### WHAT IS BEING ASKED
Quote, word for word, every line starting at the line that contains "of the roof" and ending with the last line of the records; include both of these lines and no others.

(Records from a data source)
········

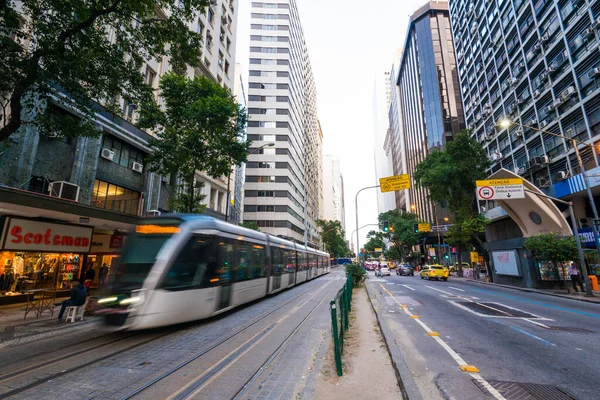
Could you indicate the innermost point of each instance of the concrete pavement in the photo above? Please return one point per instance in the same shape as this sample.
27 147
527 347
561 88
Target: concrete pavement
521 342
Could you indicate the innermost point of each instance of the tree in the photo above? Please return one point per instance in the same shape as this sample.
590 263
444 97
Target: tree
250 225
449 175
401 234
89 50
333 235
200 128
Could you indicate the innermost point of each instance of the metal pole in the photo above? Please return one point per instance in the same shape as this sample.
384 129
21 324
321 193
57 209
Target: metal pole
356 205
591 198
588 288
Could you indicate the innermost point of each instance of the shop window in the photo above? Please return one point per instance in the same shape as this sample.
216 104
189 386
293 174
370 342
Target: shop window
115 198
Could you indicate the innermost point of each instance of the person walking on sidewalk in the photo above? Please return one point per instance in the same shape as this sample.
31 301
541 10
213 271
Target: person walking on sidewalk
575 277
78 295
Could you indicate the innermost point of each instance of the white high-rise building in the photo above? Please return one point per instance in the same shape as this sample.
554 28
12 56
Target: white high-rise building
333 190
283 188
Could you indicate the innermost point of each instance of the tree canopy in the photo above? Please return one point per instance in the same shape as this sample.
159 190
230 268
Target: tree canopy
89 50
199 128
333 236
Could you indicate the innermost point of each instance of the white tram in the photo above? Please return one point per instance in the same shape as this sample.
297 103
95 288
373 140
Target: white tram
183 268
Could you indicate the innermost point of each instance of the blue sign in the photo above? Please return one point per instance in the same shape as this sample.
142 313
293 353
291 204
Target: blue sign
587 237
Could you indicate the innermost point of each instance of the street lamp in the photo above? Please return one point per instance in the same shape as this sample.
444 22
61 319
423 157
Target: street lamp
229 179
506 123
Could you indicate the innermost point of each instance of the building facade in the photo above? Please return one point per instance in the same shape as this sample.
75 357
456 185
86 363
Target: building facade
537 64
283 182
333 193
83 195
430 101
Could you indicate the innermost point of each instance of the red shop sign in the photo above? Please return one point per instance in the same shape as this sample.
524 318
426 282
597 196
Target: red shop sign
29 235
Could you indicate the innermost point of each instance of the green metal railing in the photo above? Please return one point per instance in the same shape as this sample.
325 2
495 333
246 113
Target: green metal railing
340 310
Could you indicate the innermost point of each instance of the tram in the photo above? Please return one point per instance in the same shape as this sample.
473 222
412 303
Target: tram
180 268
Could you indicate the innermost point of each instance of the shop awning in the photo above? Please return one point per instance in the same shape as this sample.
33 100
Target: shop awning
534 214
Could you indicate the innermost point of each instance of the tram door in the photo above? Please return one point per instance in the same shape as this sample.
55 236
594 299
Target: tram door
226 271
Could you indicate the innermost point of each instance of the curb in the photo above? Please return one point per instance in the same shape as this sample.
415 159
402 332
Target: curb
406 382
564 296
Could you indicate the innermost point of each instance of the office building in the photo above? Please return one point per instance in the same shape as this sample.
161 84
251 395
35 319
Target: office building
430 101
283 182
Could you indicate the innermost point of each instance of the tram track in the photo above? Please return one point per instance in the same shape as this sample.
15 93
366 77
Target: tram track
56 363
192 387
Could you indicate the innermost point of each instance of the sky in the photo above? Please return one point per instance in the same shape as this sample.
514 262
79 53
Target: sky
351 43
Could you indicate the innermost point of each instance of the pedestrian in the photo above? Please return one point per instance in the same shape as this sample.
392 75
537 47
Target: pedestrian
575 277
103 274
78 296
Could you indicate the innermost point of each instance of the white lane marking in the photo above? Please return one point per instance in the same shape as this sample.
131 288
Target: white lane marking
536 323
452 353
439 290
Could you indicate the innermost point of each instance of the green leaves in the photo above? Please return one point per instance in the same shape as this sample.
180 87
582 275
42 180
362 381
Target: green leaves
552 247
201 128
92 50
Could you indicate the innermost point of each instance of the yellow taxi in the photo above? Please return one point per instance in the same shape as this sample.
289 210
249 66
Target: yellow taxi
435 271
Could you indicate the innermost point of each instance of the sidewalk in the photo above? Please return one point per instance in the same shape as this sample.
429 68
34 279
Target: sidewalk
14 329
579 296
368 369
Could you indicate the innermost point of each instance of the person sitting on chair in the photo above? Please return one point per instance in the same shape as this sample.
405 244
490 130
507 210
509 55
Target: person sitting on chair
78 295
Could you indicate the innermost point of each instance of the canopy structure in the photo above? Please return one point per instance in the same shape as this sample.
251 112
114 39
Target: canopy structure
534 214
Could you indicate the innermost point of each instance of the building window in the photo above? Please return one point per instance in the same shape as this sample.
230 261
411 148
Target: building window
125 154
115 198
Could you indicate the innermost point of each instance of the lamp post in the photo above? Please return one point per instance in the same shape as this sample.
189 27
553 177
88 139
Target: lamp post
356 205
229 179
506 123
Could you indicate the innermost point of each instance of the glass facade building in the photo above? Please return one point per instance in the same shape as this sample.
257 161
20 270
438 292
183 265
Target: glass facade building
429 96
536 63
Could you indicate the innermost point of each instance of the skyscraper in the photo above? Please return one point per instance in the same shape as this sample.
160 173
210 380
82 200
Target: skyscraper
283 181
430 100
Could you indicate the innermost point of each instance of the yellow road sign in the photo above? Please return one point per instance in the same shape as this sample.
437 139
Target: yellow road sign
500 182
424 227
393 183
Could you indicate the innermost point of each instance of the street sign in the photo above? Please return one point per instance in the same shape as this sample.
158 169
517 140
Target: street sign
499 182
424 227
393 183
501 192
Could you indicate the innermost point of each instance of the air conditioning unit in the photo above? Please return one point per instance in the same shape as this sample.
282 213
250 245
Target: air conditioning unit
568 92
593 73
137 167
543 182
562 175
108 154
64 190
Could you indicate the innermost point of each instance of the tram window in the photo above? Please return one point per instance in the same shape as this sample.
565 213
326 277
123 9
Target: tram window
277 260
194 267
250 261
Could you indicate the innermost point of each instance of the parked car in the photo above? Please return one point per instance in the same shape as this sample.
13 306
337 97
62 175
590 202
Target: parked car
405 269
435 272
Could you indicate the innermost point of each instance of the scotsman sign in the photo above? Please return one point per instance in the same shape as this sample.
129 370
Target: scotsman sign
28 235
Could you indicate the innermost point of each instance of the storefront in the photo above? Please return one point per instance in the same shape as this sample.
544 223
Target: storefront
104 252
40 255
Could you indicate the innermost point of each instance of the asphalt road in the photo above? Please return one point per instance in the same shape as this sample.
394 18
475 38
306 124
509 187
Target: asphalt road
517 340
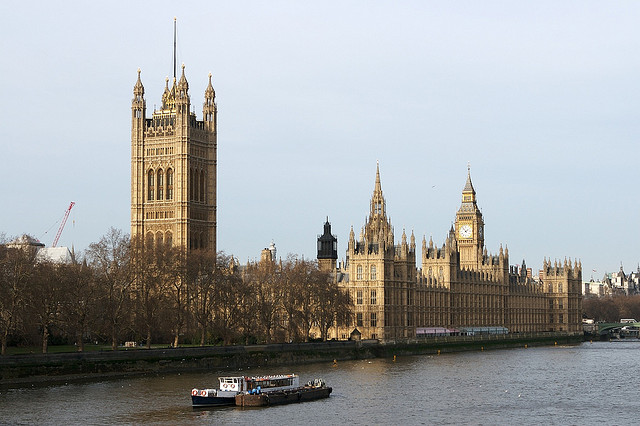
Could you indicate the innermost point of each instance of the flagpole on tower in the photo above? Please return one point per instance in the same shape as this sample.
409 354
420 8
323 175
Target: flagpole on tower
174 48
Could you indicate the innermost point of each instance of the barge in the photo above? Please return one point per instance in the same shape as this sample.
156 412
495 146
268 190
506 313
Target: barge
316 389
259 391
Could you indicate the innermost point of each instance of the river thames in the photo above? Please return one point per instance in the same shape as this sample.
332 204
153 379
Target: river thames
591 383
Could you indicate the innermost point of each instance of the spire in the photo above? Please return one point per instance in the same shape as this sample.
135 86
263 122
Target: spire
209 91
377 199
468 187
138 89
183 84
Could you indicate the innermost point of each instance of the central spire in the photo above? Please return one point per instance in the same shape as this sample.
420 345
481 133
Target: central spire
377 199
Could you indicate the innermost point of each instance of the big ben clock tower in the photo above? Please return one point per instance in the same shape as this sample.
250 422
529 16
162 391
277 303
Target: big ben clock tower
469 227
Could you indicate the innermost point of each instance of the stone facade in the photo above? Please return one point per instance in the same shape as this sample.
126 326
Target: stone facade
173 168
459 285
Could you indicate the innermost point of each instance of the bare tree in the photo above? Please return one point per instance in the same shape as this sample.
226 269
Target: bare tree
43 296
111 261
201 284
229 289
262 278
156 268
334 308
16 270
78 300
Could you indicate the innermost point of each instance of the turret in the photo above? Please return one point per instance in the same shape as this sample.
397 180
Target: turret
209 108
138 105
327 249
183 102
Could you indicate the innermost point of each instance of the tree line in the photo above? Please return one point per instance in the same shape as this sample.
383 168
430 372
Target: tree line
612 309
125 290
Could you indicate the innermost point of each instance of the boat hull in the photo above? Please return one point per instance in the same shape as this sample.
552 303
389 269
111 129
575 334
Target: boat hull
212 401
282 397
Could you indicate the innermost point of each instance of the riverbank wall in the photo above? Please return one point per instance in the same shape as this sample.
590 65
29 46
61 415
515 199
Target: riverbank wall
23 370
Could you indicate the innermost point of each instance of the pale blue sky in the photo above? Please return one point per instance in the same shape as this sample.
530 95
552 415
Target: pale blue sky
542 98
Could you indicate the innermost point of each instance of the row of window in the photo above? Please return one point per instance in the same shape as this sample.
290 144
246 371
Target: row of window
160 215
160 151
373 299
198 240
373 319
156 189
159 238
373 274
197 185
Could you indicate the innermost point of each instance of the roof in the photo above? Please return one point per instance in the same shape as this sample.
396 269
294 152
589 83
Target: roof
54 254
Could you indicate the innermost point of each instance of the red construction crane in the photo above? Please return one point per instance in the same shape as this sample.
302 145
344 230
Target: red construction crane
64 221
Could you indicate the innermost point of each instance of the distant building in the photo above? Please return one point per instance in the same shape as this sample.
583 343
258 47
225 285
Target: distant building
459 286
57 255
173 168
614 283
327 249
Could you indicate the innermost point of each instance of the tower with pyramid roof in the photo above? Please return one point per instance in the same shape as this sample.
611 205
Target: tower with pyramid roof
173 168
382 275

········

### FULL ANSWER
Could you indicate the innermost point of each instance of the roof in the photo above? Please return one point per instance in the same shape as this sample.
396 269
294 152
589 83
Target: roof
54 254
Could you indicate the innermost point of each instance of the red construction crane in the photo above? Please return one point per instance in the same shape as this sample.
302 145
344 230
Target: red construction crane
64 221
Could you indicate the innermost point of each instance of the distant building in the photo above? Please return one point per instance in the same shape as this sample.
583 343
258 47
225 285
Target: distant building
459 286
57 255
173 168
614 283
327 249
Could you indicate the innermost point of each instance of the tower with pyramid roof in the photo above? Please return one point per instance in the same shape as this sample.
611 205
Target: tower with pyramid roof
173 168
382 275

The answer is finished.